SET EXERCISE » Write out every line of the listing below word for word, but leave the pictures out.

** Start **

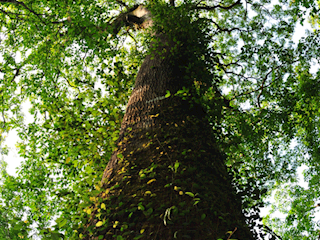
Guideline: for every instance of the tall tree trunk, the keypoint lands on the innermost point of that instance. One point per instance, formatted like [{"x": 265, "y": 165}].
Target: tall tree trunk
[{"x": 166, "y": 179}]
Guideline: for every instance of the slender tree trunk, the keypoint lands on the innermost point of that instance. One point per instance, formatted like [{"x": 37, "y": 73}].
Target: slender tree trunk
[{"x": 167, "y": 179}]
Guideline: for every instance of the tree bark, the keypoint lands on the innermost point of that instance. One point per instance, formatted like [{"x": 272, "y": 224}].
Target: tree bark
[{"x": 167, "y": 178}]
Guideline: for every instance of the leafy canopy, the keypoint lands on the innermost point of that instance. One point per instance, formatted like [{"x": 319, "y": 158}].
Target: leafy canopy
[{"x": 66, "y": 60}]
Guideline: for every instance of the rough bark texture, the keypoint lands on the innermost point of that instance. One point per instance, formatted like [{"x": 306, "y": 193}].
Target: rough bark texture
[{"x": 167, "y": 179}]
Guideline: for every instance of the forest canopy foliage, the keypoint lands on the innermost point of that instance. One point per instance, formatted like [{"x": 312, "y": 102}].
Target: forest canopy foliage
[{"x": 77, "y": 68}]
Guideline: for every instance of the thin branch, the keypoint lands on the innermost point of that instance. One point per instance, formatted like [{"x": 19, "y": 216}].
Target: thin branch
[
  {"x": 225, "y": 29},
  {"x": 25, "y": 6},
  {"x": 210, "y": 8}
]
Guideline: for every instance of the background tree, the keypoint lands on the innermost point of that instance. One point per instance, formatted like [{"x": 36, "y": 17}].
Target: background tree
[{"x": 76, "y": 62}]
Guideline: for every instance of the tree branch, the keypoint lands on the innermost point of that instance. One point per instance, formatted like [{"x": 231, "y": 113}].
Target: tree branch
[
  {"x": 25, "y": 6},
  {"x": 210, "y": 8}
]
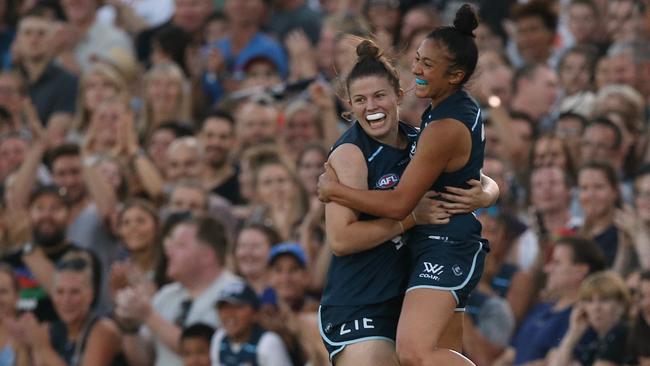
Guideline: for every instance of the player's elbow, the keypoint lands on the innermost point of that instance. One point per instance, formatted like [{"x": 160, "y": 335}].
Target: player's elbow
[{"x": 399, "y": 212}]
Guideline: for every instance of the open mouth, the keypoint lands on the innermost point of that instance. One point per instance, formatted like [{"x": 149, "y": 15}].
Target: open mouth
[
  {"x": 376, "y": 118},
  {"x": 421, "y": 82}
]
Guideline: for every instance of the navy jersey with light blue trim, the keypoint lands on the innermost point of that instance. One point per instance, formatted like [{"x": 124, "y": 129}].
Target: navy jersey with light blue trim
[
  {"x": 380, "y": 273},
  {"x": 461, "y": 107}
]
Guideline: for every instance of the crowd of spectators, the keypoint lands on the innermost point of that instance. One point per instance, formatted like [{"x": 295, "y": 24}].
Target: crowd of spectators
[{"x": 159, "y": 162}]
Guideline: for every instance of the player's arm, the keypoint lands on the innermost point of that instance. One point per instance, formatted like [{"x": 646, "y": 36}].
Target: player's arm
[
  {"x": 345, "y": 234},
  {"x": 440, "y": 144},
  {"x": 483, "y": 193}
]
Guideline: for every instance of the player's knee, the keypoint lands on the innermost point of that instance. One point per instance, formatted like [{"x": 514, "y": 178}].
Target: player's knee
[{"x": 411, "y": 354}]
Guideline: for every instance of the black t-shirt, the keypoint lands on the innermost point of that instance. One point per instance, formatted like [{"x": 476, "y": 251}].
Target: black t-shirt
[
  {"x": 609, "y": 348},
  {"x": 32, "y": 296}
]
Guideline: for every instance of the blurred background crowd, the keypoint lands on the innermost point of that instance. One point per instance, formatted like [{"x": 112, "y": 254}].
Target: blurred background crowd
[{"x": 155, "y": 154}]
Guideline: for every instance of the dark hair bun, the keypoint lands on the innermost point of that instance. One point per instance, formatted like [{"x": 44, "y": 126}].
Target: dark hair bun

** End **

CORRECT RESPONSE »
Guideline: for every instance of the tall tree trunk, the keypoint lands on the innermost point of that instance. One point per instance, formatted like [{"x": 265, "y": 165}].
Target: tall tree trunk
[{"x": 166, "y": 179}]
Guideline: for every instance of the slender tree trunk, the keypoint lands on the innermost point of that instance. One point per instance, formatted like [{"x": 37, "y": 73}].
Target: slender tree trunk
[{"x": 167, "y": 179}]
Guideline: for every instance of the tree bark, the keypoint lands on the innermost point of that instance. One point per instance, formatted like [{"x": 272, "y": 224}].
Target: tree bark
[{"x": 167, "y": 178}]
Guideline: for every instance of the leafy canopy, the keypoint lands on the innermost point of that instance. One point per instance, formatted like [{"x": 319, "y": 158}].
Target: leafy canopy
[{"x": 66, "y": 60}]
Guideline: for every instance of the rough bark texture, the keypoint lands on the innermost point of that instance. One point per instance, formatted like [{"x": 306, "y": 193}].
Target: rough bark texture
[{"x": 167, "y": 179}]
Guideline: for every instance of the forest canopy foliage, the keypoint lands on the innermost point of that instance. One point per instance, formatted like [{"x": 312, "y": 102}].
Target: forest canopy foliage
[{"x": 77, "y": 68}]
Guideline: for every instance of the thin branch, the keypoint lands on the innermost point of that instance. One point per instance, formatted like [{"x": 19, "y": 216}].
Target: thin branch
[
  {"x": 225, "y": 29},
  {"x": 25, "y": 6},
  {"x": 210, "y": 8}
]
Guideline: for every instance of the background tree, the keypoint lands on the innermost point of that instance. One point per instance, formatted like [{"x": 36, "y": 17}].
Target: background tree
[{"x": 76, "y": 62}]
Guideline: for every instance of the tree branch, the keypoint lands on the innermost point of that instance. One point per instance, formatted like [{"x": 231, "y": 113}].
Target: tree branch
[
  {"x": 25, "y": 6},
  {"x": 210, "y": 8}
]
Guideline: for every instance of the player's elbow, the keypoint lands on the innermost point of that instance. One point per instance, formatted like [{"x": 160, "y": 335}].
Target: player's elbow
[{"x": 399, "y": 212}]
Guideline: for every instance of the open mouth, the keypoint lands on the innermost point of that instance. One point per instance, formatted like [{"x": 149, "y": 15}].
Target: open mouth
[
  {"x": 376, "y": 118},
  {"x": 421, "y": 82}
]
Guideline: for every instance of the navy jersey with light blue trim, the keypoint lands on the innermost point of that instance. One point per instance, formatted like [{"x": 124, "y": 129}].
Target: navy jersey with light blue trim
[
  {"x": 380, "y": 273},
  {"x": 461, "y": 107}
]
Guideline: for every instance of the crowd of spectators, the keypoint lands on the innermost point of that instance. One point per instance, formatted like [{"x": 295, "y": 24}].
Target: crowd of spectators
[{"x": 159, "y": 162}]
Guideline: for every instance of the player's arm, the keypoint lands on the innermost point of that instance. One point per instance, formatted like [{"x": 646, "y": 36}].
Target: player's arm
[
  {"x": 345, "y": 234},
  {"x": 440, "y": 144},
  {"x": 483, "y": 193}
]
Guideline: for every instance of the player's knee, the keypoint lands on the innermost point of that instance. One point per instance, formatted like [{"x": 514, "y": 178}].
Target: player's knee
[{"x": 411, "y": 354}]
Guideline: for every instance of the black t-shirt, the keypoint lands on the innermost point of that instance. One point per instance, formatted like [{"x": 476, "y": 251}].
Target: black t-shirt
[
  {"x": 609, "y": 348},
  {"x": 32, "y": 296}
]
Guideline: for every instance of the blurred background crowd, the keypoint lands on the innermost point of that instance. One point per instance, formatted like [{"x": 112, "y": 254}].
Target: blurred background crowd
[{"x": 155, "y": 154}]
Guideline: for every instance of the dark hair bun, the keypoint lands on the innermost point of that instance. One point per instance, formatted like [{"x": 44, "y": 126}].
Target: dark hair bun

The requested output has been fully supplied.